(Coordinate annotation records)
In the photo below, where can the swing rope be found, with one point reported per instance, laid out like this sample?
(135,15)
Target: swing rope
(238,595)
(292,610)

...

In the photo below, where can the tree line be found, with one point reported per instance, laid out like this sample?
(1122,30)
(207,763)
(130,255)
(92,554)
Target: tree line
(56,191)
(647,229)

* * *

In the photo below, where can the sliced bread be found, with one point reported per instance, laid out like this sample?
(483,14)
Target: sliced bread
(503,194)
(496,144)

Written task: Pick out every line of the records above that contains the string "like", treating uppercase and lowercase letters as different.

Task result:
In the photo below, where can the swing rope be found, with one point reported per instance, laid out like this sample?
In the photo below, where can the tree line be found, with one point reported per instance, laid out like this sample?
In the photo below, where can the sliced bread be found, with one point reported per instance, laid out like this sample?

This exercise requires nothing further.